* [Given data]:
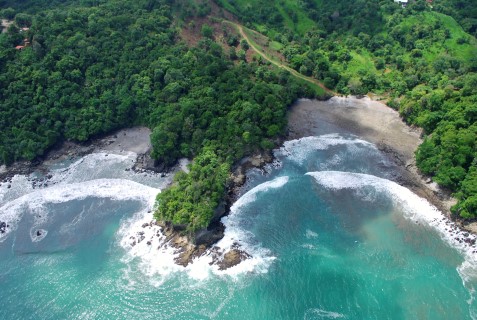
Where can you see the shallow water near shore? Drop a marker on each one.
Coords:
(330, 234)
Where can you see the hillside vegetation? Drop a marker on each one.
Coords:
(93, 67)
(419, 58)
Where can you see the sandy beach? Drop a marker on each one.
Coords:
(376, 123)
(122, 142)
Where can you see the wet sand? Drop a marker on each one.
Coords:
(377, 123)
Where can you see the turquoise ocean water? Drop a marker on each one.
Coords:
(331, 237)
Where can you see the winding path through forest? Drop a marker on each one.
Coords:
(278, 64)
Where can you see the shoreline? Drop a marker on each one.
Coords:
(123, 141)
(381, 125)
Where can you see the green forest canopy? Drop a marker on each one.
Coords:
(96, 66)
(423, 58)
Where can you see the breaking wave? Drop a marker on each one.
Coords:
(414, 208)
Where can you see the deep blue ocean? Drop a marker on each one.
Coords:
(330, 234)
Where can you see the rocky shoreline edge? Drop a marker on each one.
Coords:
(203, 242)
(137, 140)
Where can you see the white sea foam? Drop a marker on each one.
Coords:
(35, 202)
(156, 258)
(298, 150)
(317, 313)
(414, 208)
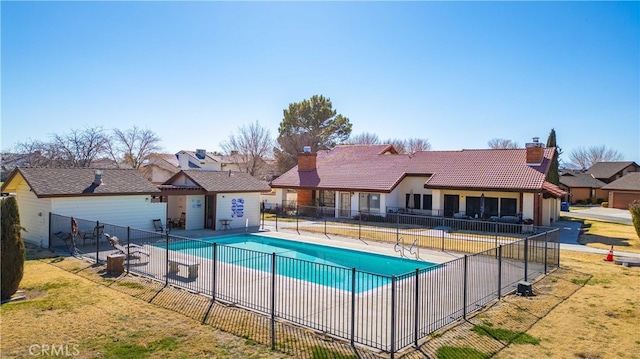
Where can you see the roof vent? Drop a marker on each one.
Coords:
(98, 177)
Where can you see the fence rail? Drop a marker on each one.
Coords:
(383, 312)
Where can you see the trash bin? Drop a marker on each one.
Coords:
(115, 263)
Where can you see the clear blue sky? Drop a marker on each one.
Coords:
(458, 74)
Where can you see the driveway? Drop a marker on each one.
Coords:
(614, 215)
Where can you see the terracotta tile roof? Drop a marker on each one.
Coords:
(584, 180)
(354, 167)
(608, 169)
(553, 189)
(71, 182)
(224, 181)
(628, 182)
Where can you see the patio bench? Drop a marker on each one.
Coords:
(191, 266)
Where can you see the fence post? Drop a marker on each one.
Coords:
(526, 258)
(50, 230)
(325, 225)
(273, 301)
(215, 258)
(442, 230)
(128, 246)
(546, 245)
(464, 288)
(393, 316)
(500, 272)
(353, 306)
(166, 262)
(416, 308)
(98, 235)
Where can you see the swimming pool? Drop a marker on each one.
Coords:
(329, 266)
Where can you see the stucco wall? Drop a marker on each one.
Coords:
(34, 216)
(135, 211)
(225, 209)
(194, 211)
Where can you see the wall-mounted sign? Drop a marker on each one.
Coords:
(237, 207)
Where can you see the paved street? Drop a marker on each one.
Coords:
(570, 230)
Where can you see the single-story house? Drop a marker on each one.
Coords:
(468, 183)
(582, 187)
(624, 190)
(608, 172)
(115, 196)
(214, 199)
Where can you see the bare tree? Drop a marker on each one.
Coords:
(80, 147)
(131, 147)
(364, 138)
(583, 157)
(249, 148)
(502, 144)
(37, 153)
(417, 144)
(398, 144)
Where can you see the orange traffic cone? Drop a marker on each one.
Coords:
(610, 255)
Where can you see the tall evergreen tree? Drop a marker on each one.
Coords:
(313, 123)
(553, 175)
(12, 252)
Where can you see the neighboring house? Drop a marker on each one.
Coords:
(159, 167)
(582, 187)
(624, 190)
(115, 196)
(203, 160)
(608, 172)
(211, 198)
(376, 178)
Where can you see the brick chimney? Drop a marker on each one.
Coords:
(535, 152)
(306, 160)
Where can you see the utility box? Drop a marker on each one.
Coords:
(524, 289)
(115, 263)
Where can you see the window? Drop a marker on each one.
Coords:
(427, 200)
(327, 198)
(416, 200)
(508, 207)
(370, 202)
(474, 208)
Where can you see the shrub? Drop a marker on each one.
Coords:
(634, 208)
(12, 251)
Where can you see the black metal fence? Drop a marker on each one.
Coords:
(383, 312)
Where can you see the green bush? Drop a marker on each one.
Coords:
(634, 208)
(12, 251)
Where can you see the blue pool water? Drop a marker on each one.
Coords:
(314, 263)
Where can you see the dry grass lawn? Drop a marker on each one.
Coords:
(64, 309)
(587, 309)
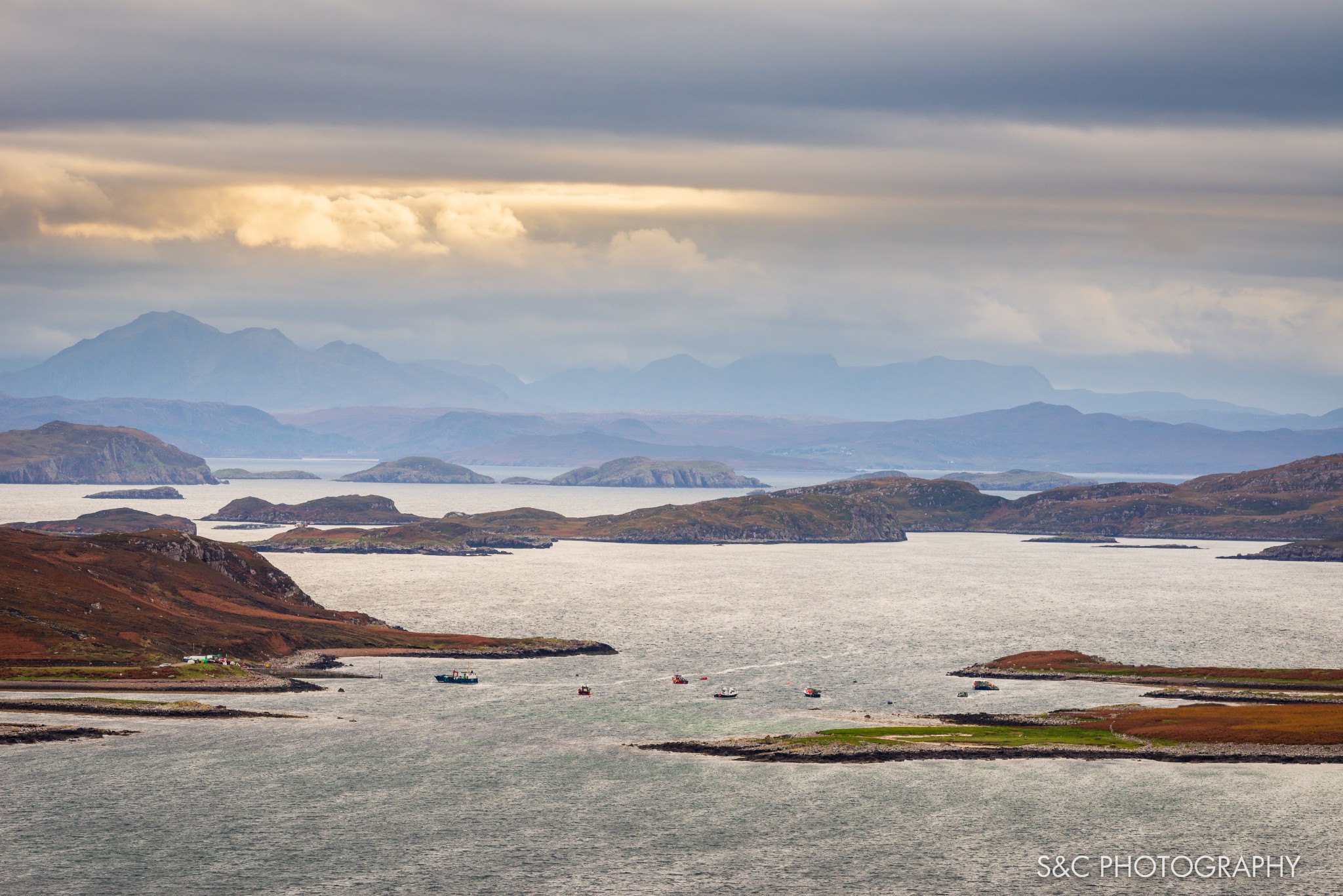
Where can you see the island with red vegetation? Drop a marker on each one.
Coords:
(1061, 665)
(104, 612)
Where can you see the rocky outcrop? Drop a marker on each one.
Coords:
(161, 494)
(443, 537)
(238, 473)
(1018, 480)
(346, 509)
(73, 453)
(426, 471)
(1329, 551)
(645, 473)
(112, 520)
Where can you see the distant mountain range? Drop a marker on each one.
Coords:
(202, 427)
(167, 355)
(174, 357)
(1037, 437)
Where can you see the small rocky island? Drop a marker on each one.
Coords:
(1018, 480)
(74, 453)
(418, 471)
(1322, 551)
(346, 509)
(443, 537)
(645, 473)
(161, 494)
(112, 520)
(238, 473)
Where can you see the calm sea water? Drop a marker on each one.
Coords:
(519, 786)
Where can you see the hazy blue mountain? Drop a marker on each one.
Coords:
(935, 387)
(1049, 437)
(201, 427)
(492, 374)
(175, 357)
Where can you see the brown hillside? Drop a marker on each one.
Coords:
(155, 595)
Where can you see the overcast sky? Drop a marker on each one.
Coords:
(1138, 195)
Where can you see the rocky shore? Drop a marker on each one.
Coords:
(242, 684)
(523, 649)
(1244, 696)
(47, 734)
(785, 749)
(982, 671)
(102, 707)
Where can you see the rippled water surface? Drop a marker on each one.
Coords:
(519, 786)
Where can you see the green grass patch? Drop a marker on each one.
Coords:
(985, 735)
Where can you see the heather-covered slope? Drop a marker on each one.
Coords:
(96, 454)
(110, 520)
(346, 509)
(159, 595)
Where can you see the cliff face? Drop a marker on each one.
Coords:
(96, 454)
(645, 473)
(429, 471)
(1299, 500)
(159, 595)
(112, 520)
(346, 509)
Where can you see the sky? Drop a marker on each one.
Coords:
(1138, 195)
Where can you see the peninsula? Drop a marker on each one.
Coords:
(1018, 480)
(160, 494)
(110, 520)
(1064, 665)
(238, 473)
(73, 453)
(418, 469)
(102, 612)
(838, 512)
(1322, 551)
(645, 473)
(346, 509)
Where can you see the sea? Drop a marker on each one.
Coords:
(517, 785)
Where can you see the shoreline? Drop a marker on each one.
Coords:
(31, 734)
(253, 684)
(778, 750)
(152, 710)
(1024, 674)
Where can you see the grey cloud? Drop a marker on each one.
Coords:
(739, 71)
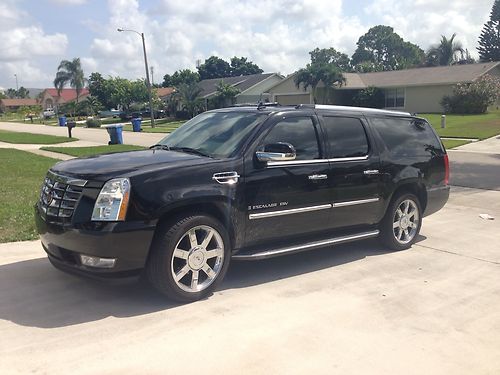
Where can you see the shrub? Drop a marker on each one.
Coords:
(93, 123)
(473, 97)
(371, 97)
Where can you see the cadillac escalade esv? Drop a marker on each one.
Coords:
(243, 183)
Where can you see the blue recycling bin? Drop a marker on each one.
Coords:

* [Task instructions]:
Once the pictures are set aside, transcribe the remaining lines above exactly.

* [Solved problem]:
Where can you see the shallow water near shore? Drop a marker on each one.
Coords:
(330, 234)
Where can you see the hillside vegetation? Drop a marker on each one.
Coords:
(93, 67)
(419, 58)
Where can you see the sandy beach? Drop a marker on each one.
Coords:
(376, 123)
(122, 142)
Where can you see the wet sand? Drop a marker on each one.
Coords:
(377, 123)
Where can you see the turquoise ocean water? Drop a marker on each one.
Coords:
(331, 237)
Where can you see the winding path through forest? Drop a marker on each one.
Coords:
(278, 64)
Where can you see the shoreline? Drop a marker on each one.
Coords:
(123, 141)
(381, 125)
Where can you see the green forest canopy? Drop a marker on each one.
Coords:
(96, 66)
(423, 58)
Where can you see the breaking wave? Drop a marker on each one.
Coords:
(414, 208)
Where can you see the deep blue ocean? Drop a marker on each one.
Coords:
(330, 234)
Where can you see the rocky shoreline edge? Drop a marker on each one.
Coords:
(203, 242)
(137, 140)
Where can you see the white sea foam? Drop a marker on each one.
Coords:
(35, 202)
(156, 258)
(298, 150)
(317, 313)
(414, 208)
Where can you see the roof vent? Drop a marker on each one.
Coords:
(98, 177)
Where can you see the fence rail? Drop a marker on each one.
Coords:
(383, 312)
Where can you see the trash bin? Drop a marker on each one.
Coords:
(115, 263)
Where can you see the clear blue sky? Drop a marker on each one.
Coords:
(458, 74)
Where can you see the driveway? Drop a marker on each one.
Coords:
(614, 215)
Where can you see the terracotta tile roof? Drop a marker on each one.
Coords:
(584, 180)
(354, 167)
(608, 169)
(553, 189)
(71, 182)
(224, 181)
(628, 182)
Where can you see the patio bench? Drop a marker on each one.
Coords:
(191, 266)
Where can you see the fence post? Drop a marker on each one.
Coords:
(526, 258)
(50, 230)
(325, 225)
(273, 301)
(215, 258)
(442, 230)
(128, 246)
(546, 245)
(464, 288)
(393, 316)
(500, 272)
(353, 306)
(166, 262)
(416, 308)
(98, 235)
Where can you see the swimming pool? Drop a marker on each one.
Coords:
(329, 266)
Where can you see the stucco wall? Drop a marker on each one.
Coords:
(34, 216)
(135, 211)
(225, 209)
(194, 211)
Where can you see the wall-mounted sign? Drop a marker on each one.
Coords:
(237, 207)
Where can you see the paved street? Drop a marker on each one.
Coords:
(570, 230)
Where can you see the single-story house? Drop a marker on each one.
Coords:
(468, 183)
(582, 187)
(624, 190)
(608, 172)
(115, 196)
(214, 199)
Where can you see the bare tree? Drop a marker on each one.
Coords:
(80, 147)
(131, 147)
(364, 138)
(583, 157)
(249, 148)
(502, 144)
(37, 153)
(417, 144)
(398, 144)
Where can you see the orange traffic cone? Drop a marker on each one.
Coords:
(610, 255)
Where can you see the tall evergreen tree? Drop a marker on each one.
Coords:
(313, 123)
(553, 175)
(12, 252)
Where can you see the neighboring house? Drop a marker on each one.
Coords:
(159, 167)
(582, 187)
(624, 190)
(115, 196)
(203, 160)
(608, 172)
(211, 198)
(376, 178)
Where can you see the brick chimney? Drop a marker on each one.
Coords:
(535, 152)
(306, 160)
Where can you see the utility box? Drop a marker on each one.
Coords:
(524, 289)
(115, 263)
Where can you see the window? Drop a marker on each one.
Coords:
(427, 200)
(327, 198)
(416, 200)
(508, 207)
(370, 202)
(474, 208)
Where can you see the shrub? Drop a marker on each one.
Coords:
(634, 208)
(12, 251)
Where can you see the black metal fence? Drop a marker on each one.
Coords:
(383, 312)
Where can you see the green bush? Drop a marker on each one.
Coords:
(634, 208)
(12, 251)
Where can you see the blue pool water? Drop a marker on each one.
Coords:
(314, 263)
Where can you see the dry grass lawn? Drop a marker on each one.
Coords:
(64, 309)
(587, 309)
Where can you see the island with red vegetation? Drop a marker on each one.
Coords:
(1061, 665)
(104, 612)
Where can you see the rocky outcrop? Drop a marker on each one.
Coords:
(161, 494)
(443, 537)
(238, 473)
(1018, 480)
(346, 509)
(73, 453)
(426, 471)
(1329, 551)
(645, 473)
(112, 520)
Where can you see the distant mountain range? Drop a marker on each one.
Coords:
(202, 427)
(167, 355)
(174, 357)
(1037, 437)
Where can you see the small rocky island? Drop a marker on each one.
Coords:
(1018, 480)
(74, 453)
(418, 471)
(1322, 551)
(346, 509)
(443, 537)
(645, 473)
(161, 494)
(112, 520)
(238, 473)
Where can you see the calm sea water? Drop a marker on each one.
Coords:
(519, 786)
Where can you see the hazy blue mountain? Drop a marker on each one.
Coords:
(935, 387)
(1049, 437)
(201, 427)
(492, 374)
(175, 357)
Where can you see the brown hillside? Drop a marker on each one.
Coords:
(155, 595)
Where can you see the overcast sky? Drop a marker on each one.
Coords:
(1138, 195)
Where can you see the rocky shore? Drop a marker on each one.
Coords:
(242, 684)
(523, 649)
(1244, 696)
(47, 734)
(785, 749)
(982, 671)
(102, 707)
Where can you see the rippled water surface? Drop a marker on each one.
Coords:
(519, 786)
Where can you see the green grass patch? Drop a marker on each one.
Coords:
(985, 735)
Where can you see the heather-covered slope? Drop a marker on each one.
Coords:
(96, 454)
(110, 520)
(346, 509)
(159, 595)
Where can you see the cliff face? Drop a marker on each one.
Coords:
(96, 454)
(645, 473)
(429, 471)
(1299, 500)
(159, 595)
(112, 520)
(346, 509)
Where can you see the sky? Drop a marker on each one.
Coords:
(1138, 195)
Where can you see the peninsula? Drop a marker on each one.
Coords:
(1018, 480)
(160, 494)
(110, 520)
(1064, 665)
(238, 473)
(73, 453)
(418, 469)
(102, 612)
(838, 512)
(1322, 551)
(645, 473)
(346, 509)
Where can you see the sea? Drop a marker on each one.
Coords:
(517, 785)
Where can you see the shoreline? Drop a marker on each one.
Coords:
(31, 734)
(253, 684)
(778, 750)
(152, 710)
(1024, 674)
Where can you see the grey cloud? Drop a marker on each one.
Coords:
(739, 71)
Where can you see the shrub? Drop a marker on each one.
Coords:
(93, 123)
(473, 97)
(371, 97)
Where can you see the cadillac escalade esv? Drop a marker on each one.
Coords:
(243, 183)
Where can you see the blue recycling bin? Drop a marker on each one.
Coords:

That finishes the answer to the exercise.